(Point-based annotation data)
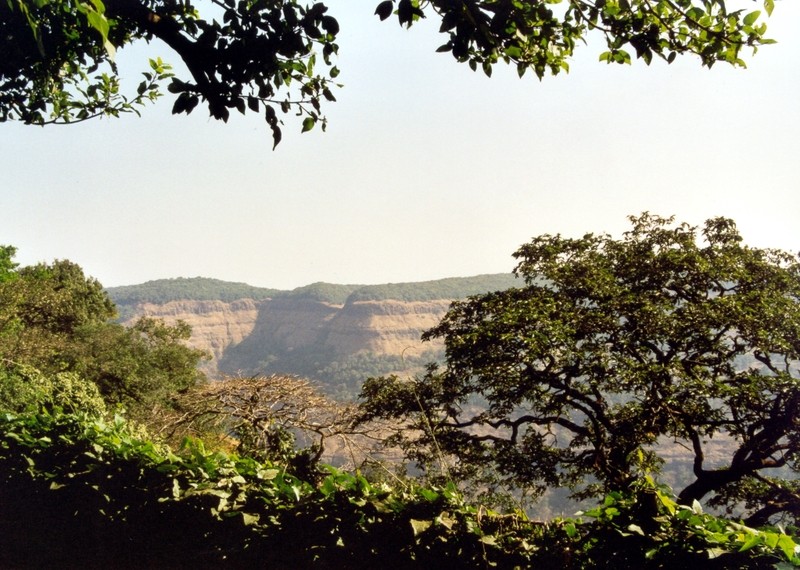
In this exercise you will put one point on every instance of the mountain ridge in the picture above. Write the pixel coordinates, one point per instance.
(337, 335)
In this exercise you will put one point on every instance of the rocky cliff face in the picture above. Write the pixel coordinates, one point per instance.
(242, 334)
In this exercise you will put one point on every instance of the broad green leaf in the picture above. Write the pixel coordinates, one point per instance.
(420, 526)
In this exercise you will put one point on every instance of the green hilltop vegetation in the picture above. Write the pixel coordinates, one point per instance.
(205, 289)
(115, 452)
(187, 288)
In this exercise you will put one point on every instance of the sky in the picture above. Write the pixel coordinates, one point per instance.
(427, 169)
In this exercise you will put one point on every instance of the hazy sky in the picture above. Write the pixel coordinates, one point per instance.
(427, 170)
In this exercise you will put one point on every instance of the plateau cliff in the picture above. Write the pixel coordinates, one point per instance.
(334, 334)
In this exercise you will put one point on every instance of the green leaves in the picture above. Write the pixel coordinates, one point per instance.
(531, 36)
(671, 332)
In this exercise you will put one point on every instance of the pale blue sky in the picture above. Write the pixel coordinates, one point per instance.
(427, 170)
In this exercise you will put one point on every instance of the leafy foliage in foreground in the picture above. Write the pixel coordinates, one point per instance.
(99, 494)
(58, 55)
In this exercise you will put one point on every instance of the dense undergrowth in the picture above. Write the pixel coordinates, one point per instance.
(80, 490)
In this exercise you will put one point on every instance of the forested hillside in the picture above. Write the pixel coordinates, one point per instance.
(337, 335)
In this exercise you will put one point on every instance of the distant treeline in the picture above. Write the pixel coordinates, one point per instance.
(183, 288)
(204, 289)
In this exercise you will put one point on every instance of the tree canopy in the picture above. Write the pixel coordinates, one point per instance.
(265, 55)
(55, 324)
(611, 350)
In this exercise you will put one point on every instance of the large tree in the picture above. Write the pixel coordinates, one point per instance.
(57, 61)
(612, 350)
(54, 320)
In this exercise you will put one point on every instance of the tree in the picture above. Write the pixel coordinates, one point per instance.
(612, 349)
(58, 55)
(55, 322)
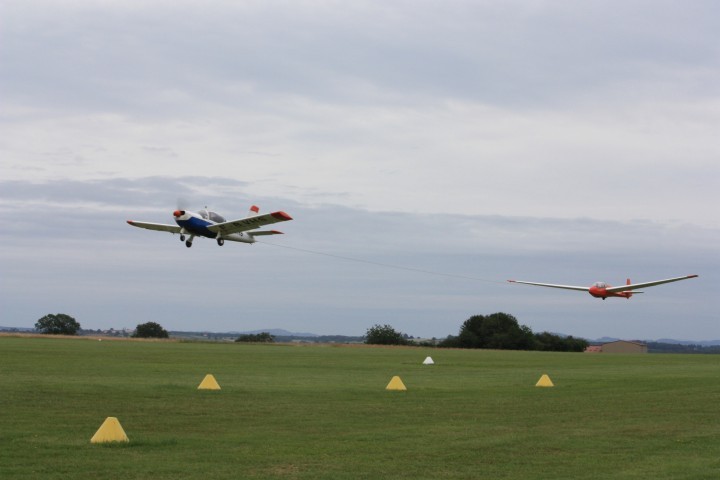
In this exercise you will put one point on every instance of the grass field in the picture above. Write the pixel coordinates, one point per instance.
(322, 412)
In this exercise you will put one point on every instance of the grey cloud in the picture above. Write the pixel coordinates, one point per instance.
(136, 60)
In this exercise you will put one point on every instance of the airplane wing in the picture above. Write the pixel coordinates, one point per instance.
(249, 223)
(162, 227)
(634, 286)
(265, 232)
(552, 285)
(254, 234)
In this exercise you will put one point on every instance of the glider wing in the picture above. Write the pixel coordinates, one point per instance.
(249, 223)
(552, 285)
(634, 286)
(162, 227)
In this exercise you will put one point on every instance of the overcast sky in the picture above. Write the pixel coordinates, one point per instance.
(467, 142)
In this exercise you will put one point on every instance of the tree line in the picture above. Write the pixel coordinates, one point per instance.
(499, 331)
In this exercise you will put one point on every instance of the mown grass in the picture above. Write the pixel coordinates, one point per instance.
(322, 412)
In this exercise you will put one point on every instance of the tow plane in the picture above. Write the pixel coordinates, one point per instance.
(212, 225)
(603, 290)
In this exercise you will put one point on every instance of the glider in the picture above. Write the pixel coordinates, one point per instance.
(211, 225)
(603, 290)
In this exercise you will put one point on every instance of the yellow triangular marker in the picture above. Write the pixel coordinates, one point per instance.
(110, 431)
(544, 382)
(209, 383)
(396, 384)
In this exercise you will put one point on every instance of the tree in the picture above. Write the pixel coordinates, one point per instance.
(263, 337)
(57, 324)
(384, 335)
(150, 330)
(498, 331)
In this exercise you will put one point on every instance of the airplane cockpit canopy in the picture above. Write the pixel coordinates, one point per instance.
(215, 217)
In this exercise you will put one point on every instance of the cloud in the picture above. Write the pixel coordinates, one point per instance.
(481, 139)
(338, 269)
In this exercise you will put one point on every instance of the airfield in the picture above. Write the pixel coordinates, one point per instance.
(323, 412)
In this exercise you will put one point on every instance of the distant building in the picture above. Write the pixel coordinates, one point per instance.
(619, 346)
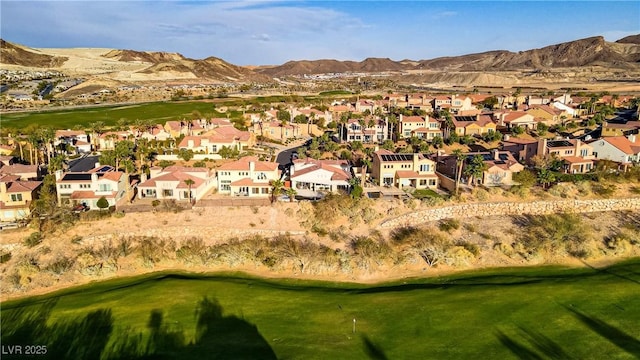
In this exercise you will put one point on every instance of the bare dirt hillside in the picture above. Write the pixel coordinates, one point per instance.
(13, 54)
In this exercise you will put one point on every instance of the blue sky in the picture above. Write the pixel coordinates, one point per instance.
(273, 32)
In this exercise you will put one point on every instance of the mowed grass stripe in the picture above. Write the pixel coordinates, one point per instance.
(546, 311)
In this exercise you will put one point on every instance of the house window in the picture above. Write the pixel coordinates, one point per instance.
(104, 187)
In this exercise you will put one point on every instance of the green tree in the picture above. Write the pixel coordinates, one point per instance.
(56, 163)
(460, 158)
(546, 177)
(277, 187)
(189, 183)
(165, 163)
(475, 168)
(291, 193)
(185, 154)
(102, 203)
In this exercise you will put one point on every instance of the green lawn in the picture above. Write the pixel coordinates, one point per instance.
(159, 112)
(530, 313)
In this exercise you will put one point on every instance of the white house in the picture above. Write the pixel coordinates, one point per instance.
(620, 149)
(88, 187)
(247, 177)
(309, 177)
(173, 183)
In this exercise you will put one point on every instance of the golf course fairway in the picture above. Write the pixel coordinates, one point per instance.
(527, 313)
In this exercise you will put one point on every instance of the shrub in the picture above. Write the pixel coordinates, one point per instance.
(4, 257)
(34, 239)
(449, 224)
(60, 265)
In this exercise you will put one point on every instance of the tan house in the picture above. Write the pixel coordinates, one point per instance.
(16, 196)
(88, 187)
(622, 149)
(247, 177)
(24, 172)
(212, 141)
(500, 167)
(173, 182)
(309, 177)
(511, 119)
(403, 170)
(577, 156)
(474, 125)
(276, 130)
(619, 129)
(545, 114)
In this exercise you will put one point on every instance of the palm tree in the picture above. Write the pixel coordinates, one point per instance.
(291, 192)
(97, 129)
(460, 157)
(475, 169)
(189, 183)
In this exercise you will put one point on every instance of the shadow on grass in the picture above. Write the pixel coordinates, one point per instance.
(373, 350)
(95, 337)
(616, 336)
(537, 345)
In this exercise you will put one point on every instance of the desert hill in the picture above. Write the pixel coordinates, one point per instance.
(579, 63)
(13, 54)
(594, 51)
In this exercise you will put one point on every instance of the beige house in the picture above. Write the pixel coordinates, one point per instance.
(88, 187)
(511, 119)
(16, 197)
(247, 177)
(473, 125)
(500, 167)
(173, 183)
(25, 172)
(403, 170)
(310, 176)
(577, 156)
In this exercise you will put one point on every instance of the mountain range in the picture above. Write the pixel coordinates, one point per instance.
(590, 58)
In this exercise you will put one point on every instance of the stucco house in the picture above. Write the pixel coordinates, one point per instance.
(309, 176)
(500, 167)
(577, 156)
(173, 183)
(621, 149)
(16, 196)
(88, 187)
(247, 177)
(511, 119)
(24, 172)
(401, 170)
(474, 125)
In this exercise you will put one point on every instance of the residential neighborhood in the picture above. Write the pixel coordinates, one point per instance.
(406, 142)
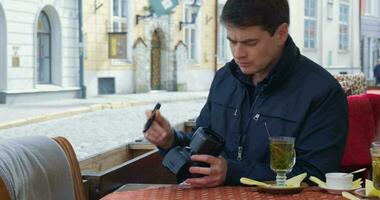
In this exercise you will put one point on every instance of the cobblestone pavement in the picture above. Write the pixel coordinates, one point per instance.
(98, 130)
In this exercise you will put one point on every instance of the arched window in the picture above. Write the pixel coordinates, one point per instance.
(43, 50)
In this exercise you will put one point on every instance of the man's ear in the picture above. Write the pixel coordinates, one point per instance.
(282, 33)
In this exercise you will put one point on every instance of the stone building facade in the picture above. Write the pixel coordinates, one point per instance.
(128, 50)
(328, 32)
(39, 57)
(370, 36)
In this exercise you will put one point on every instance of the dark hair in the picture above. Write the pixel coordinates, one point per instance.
(269, 14)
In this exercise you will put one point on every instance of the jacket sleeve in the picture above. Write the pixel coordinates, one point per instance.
(319, 144)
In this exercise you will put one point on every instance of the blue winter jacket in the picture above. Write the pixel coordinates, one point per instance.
(298, 98)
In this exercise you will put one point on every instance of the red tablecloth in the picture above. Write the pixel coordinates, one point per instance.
(218, 193)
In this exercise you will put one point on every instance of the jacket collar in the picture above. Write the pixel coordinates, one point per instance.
(279, 72)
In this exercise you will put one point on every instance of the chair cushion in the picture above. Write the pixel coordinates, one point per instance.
(35, 168)
(361, 132)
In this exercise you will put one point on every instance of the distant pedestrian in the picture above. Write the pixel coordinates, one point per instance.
(376, 72)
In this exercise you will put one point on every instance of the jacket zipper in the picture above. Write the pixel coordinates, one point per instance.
(242, 136)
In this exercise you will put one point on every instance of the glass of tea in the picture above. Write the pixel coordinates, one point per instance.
(282, 157)
(375, 156)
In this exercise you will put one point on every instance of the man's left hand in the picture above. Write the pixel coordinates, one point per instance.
(214, 175)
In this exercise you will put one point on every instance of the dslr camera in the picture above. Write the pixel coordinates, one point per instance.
(178, 159)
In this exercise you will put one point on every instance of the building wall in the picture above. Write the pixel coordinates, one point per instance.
(3, 45)
(370, 37)
(21, 39)
(128, 76)
(326, 52)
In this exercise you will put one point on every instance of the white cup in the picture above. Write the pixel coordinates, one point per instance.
(339, 181)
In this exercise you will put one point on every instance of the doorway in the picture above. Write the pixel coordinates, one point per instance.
(155, 65)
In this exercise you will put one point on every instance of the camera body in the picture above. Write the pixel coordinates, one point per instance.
(178, 159)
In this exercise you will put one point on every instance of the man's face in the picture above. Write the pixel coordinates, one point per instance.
(255, 50)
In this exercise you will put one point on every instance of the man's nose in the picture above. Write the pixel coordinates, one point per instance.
(239, 51)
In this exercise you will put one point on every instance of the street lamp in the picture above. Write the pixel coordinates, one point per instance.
(194, 9)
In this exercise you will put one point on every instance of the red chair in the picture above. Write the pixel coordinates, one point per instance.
(364, 118)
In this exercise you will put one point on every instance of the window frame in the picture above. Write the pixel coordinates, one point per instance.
(310, 18)
(119, 31)
(189, 31)
(49, 34)
(344, 19)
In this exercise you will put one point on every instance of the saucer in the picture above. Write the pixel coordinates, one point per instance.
(281, 190)
(361, 193)
(339, 191)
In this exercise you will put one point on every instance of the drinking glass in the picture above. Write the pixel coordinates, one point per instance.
(282, 157)
(375, 156)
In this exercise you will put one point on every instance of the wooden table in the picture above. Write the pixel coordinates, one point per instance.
(171, 192)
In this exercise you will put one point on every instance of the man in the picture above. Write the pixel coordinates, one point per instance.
(267, 82)
(376, 72)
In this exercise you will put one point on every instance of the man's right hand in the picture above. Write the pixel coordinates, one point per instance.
(160, 132)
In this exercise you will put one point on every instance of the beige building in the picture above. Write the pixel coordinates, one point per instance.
(129, 50)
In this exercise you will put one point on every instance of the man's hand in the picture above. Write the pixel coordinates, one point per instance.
(160, 132)
(214, 175)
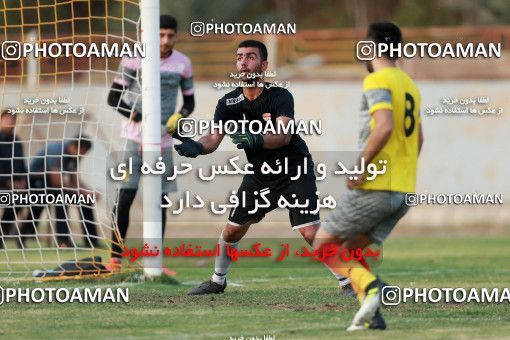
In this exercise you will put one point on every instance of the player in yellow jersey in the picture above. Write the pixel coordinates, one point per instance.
(391, 131)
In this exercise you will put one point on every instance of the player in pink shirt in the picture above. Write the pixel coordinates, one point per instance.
(125, 96)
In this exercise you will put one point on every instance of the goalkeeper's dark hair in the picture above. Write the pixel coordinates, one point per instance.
(385, 33)
(82, 141)
(167, 21)
(257, 44)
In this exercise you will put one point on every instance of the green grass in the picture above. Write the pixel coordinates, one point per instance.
(289, 302)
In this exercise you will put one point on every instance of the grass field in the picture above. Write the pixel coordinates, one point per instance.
(288, 303)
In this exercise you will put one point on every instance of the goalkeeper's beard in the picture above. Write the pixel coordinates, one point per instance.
(252, 80)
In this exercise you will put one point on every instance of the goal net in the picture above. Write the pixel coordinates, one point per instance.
(59, 137)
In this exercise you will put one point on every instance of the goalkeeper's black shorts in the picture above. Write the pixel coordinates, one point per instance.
(300, 189)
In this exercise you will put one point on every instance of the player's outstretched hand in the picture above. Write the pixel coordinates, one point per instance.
(188, 147)
(171, 123)
(247, 140)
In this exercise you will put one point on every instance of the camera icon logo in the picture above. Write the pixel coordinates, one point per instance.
(411, 199)
(365, 50)
(187, 127)
(197, 29)
(391, 296)
(5, 199)
(11, 50)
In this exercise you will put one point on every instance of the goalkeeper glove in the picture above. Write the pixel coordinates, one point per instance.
(171, 123)
(188, 147)
(136, 117)
(247, 140)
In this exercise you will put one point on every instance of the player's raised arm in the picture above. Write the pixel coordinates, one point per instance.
(188, 98)
(380, 135)
(284, 116)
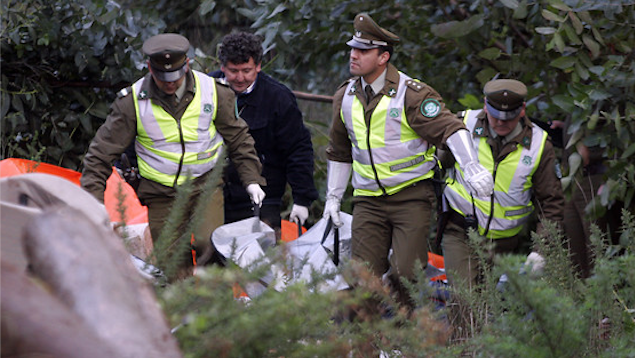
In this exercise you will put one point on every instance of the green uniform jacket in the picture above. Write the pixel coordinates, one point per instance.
(120, 129)
(434, 130)
(548, 198)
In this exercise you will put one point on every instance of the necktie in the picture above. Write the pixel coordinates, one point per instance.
(369, 93)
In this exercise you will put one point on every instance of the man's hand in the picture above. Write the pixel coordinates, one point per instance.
(337, 177)
(299, 214)
(256, 194)
(535, 263)
(480, 180)
(332, 210)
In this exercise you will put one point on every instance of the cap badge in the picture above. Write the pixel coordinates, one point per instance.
(527, 160)
(430, 108)
(526, 141)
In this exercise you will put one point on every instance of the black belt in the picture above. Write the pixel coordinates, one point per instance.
(593, 169)
(456, 218)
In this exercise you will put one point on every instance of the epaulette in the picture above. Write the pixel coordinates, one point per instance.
(415, 85)
(222, 81)
(345, 83)
(124, 92)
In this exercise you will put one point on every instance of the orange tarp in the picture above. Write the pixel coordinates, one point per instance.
(135, 213)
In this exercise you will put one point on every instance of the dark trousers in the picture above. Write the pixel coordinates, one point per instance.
(159, 209)
(400, 222)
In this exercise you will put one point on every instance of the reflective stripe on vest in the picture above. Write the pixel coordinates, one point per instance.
(162, 154)
(391, 147)
(512, 186)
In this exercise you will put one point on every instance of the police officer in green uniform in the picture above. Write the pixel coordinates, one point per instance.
(180, 120)
(384, 129)
(523, 163)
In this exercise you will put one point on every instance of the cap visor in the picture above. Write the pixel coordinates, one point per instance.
(171, 76)
(503, 115)
(360, 45)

» **Written instruction**: Take the line that contains "the green uniform" and every line after it through the end of the listing above, and repeat them exactly.

» **Reply to the task**:
In this exercise you will put one point on every instance of the green uniform jacket in the picture above. Write the pixel coordinates, one point per instance.
(120, 129)
(434, 130)
(548, 198)
In this exercise you will put one point on every instance of the necktie in the picture above. Write the pixel coordinates, one point per instance.
(369, 93)
In this exercise you will put one point on every instance of the man's hand in the picture above. Write the pixel coordinates, one point per instance.
(337, 177)
(299, 214)
(256, 194)
(535, 263)
(480, 180)
(332, 210)
In this exercise you will put one point on every instance of the cap badge in the picture above. Write the pixel coordinates, one point per instance.
(527, 160)
(430, 108)
(526, 141)
In this exercise you will put one point on every instance of the black belt in the picture above. Write the pixel coordinates, one point per instance.
(593, 169)
(456, 218)
In this exercise you will put one point on every instance of the epaulette in the picture above. Write the pixel coordinates, one point per instance.
(415, 85)
(222, 81)
(345, 83)
(124, 92)
In this exercise you will put one point on every instance of the orange tarp in the picture above. Write the pixel coordinates, one point per instance.
(135, 213)
In this exercise you will put one point on every instance of the dark trousers in the picture above. Write the pixel coordinates, one point per instance.
(159, 209)
(400, 222)
In this exercise you will put one point on every instance of the reflective stripe on vest in the picture above. Write the pixel coordinates, one point per instance.
(162, 154)
(391, 147)
(512, 186)
In this exercise you will put one point on every instance of the police officer in green uniform in the picture above. Write the pixel coordinates, one point per instance.
(180, 120)
(384, 129)
(523, 163)
In this exercise you will put one point on every instance of the cap visor in the picture above. Write the pixel coordinates, one point per instance.
(171, 76)
(503, 115)
(360, 45)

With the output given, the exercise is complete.